Goal –
Return the part of the material that opens with the line containing "Where can the eyeglasses" and closes with the line containing "(1018, 438)", with "velvet" updated to "satin" and everything else left unchanged. Give only those lines.

Dataset extract –
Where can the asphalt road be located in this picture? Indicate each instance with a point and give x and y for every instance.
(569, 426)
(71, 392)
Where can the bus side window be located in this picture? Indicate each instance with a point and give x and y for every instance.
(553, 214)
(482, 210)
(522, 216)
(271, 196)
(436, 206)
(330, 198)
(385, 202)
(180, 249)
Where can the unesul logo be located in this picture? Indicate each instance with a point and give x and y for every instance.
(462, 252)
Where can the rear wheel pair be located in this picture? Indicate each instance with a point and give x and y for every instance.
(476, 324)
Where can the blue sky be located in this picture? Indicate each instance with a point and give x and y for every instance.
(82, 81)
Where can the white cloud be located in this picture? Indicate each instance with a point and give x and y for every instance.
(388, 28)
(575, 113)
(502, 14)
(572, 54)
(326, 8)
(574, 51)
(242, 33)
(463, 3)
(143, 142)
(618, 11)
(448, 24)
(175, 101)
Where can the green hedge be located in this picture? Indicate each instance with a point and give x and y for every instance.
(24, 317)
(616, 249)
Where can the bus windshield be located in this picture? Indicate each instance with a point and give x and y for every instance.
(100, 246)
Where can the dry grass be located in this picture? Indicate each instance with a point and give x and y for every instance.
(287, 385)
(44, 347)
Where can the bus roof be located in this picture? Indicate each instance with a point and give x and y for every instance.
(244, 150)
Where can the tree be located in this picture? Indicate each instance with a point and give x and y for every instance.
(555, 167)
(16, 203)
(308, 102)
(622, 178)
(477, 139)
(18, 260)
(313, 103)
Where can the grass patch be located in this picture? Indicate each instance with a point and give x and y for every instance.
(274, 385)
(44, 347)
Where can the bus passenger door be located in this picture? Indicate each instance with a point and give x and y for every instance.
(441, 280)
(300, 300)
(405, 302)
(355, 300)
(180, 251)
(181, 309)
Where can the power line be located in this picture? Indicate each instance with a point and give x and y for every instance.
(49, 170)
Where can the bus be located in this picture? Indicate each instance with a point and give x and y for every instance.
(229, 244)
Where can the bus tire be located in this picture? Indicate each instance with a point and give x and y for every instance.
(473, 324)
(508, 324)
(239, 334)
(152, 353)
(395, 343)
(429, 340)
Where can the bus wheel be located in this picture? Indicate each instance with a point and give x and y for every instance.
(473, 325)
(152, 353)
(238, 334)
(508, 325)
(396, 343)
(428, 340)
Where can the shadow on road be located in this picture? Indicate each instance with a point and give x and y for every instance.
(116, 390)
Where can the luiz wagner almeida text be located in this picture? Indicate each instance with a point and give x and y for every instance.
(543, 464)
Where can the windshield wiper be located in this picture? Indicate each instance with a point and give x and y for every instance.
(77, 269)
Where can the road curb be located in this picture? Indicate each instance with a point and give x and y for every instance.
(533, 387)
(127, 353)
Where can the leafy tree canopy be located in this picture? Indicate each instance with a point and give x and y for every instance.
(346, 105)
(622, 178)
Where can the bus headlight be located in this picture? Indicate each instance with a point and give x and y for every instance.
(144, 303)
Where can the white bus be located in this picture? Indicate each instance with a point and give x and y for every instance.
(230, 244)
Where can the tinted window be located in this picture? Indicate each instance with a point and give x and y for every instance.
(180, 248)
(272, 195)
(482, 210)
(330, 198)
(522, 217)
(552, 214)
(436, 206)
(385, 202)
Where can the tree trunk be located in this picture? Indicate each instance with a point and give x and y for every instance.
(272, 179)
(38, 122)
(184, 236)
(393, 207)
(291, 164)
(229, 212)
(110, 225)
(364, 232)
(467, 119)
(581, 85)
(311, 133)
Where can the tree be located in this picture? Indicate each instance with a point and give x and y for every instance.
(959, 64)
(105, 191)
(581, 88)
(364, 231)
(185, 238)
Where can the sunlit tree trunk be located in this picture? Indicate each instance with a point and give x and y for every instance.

--

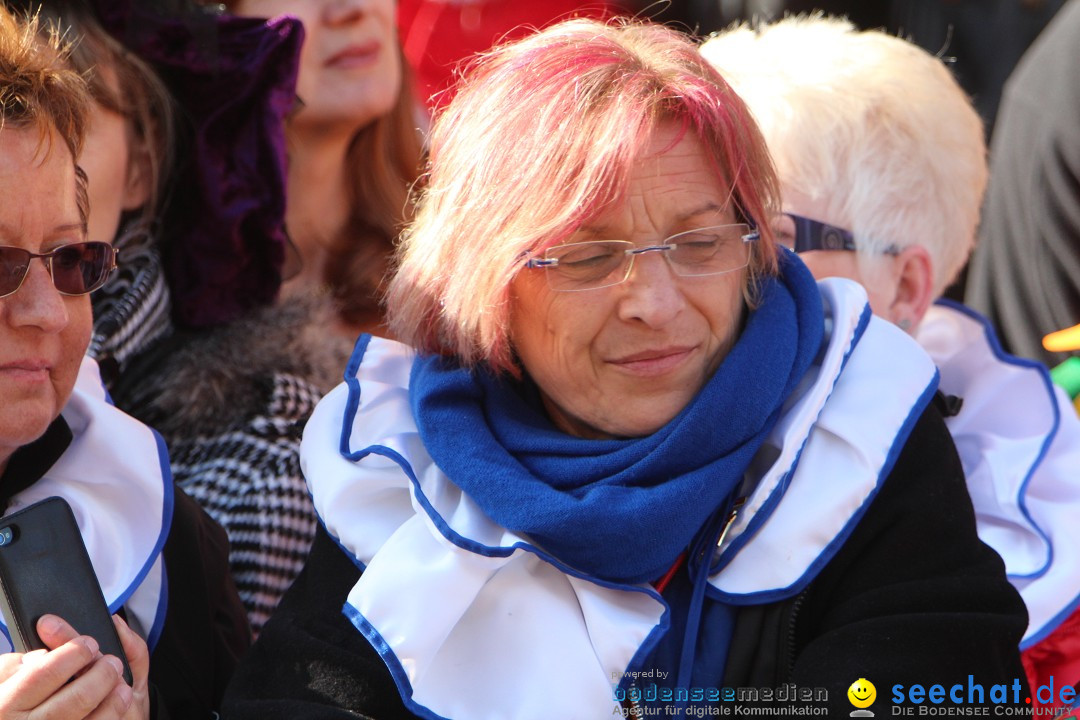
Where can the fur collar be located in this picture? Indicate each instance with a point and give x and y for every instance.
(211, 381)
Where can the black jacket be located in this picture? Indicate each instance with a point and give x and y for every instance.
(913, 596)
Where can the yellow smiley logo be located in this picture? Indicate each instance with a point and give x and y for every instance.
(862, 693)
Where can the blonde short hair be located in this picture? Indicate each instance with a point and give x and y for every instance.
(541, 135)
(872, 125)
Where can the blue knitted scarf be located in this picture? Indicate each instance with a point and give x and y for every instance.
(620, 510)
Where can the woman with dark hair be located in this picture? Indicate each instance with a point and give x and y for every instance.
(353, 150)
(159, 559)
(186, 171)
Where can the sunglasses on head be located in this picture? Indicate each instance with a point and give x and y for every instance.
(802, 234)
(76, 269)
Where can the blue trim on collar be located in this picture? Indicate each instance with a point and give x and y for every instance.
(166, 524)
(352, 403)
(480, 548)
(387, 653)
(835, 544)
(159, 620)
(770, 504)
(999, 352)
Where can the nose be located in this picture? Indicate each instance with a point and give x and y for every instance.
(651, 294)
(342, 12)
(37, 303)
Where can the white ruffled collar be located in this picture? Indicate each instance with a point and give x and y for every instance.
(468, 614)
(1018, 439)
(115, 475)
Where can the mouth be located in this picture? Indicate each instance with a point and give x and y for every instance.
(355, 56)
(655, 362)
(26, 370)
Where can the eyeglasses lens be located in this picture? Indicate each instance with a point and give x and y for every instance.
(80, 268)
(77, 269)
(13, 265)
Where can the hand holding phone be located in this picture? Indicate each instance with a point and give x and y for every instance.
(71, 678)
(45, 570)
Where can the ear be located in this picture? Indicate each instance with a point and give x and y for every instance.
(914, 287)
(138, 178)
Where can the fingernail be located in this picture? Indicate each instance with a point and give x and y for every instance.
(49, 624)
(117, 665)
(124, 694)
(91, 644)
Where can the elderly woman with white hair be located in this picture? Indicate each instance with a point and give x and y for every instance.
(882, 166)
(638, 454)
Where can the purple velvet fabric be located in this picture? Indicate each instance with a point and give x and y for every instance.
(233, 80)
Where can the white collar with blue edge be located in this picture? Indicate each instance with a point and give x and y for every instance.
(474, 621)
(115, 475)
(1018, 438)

Full output –
Where can the eyeglasses lens be located in this picture? Indicate each instance with a point and give x and y for every instance.
(80, 268)
(77, 269)
(13, 265)
Where can the hand holding phone be located in this picture? Indicate each instance with a point and give x and y for every instance.
(71, 678)
(45, 570)
Where can the ear be located in this picture? Indicate each instance with a point and give x and y for every instance.
(914, 287)
(138, 178)
Where can the fingernail be located in this picture? Indicate each instance with a point and give x and y for every instance.
(49, 624)
(117, 665)
(124, 694)
(91, 644)
Where can the elderly woman with white hair be located in this picture? Indicate each instance with a point and give x and y for every instance.
(882, 166)
(638, 454)
Where can the purple satin fabric be located in this picture? Indicate each instance with a point and give x and y for every instance.
(233, 80)
Where can the white collar with blue edge be located in this picture? Indicate each instance with a point and give x and y for every instance.
(474, 621)
(115, 475)
(1018, 438)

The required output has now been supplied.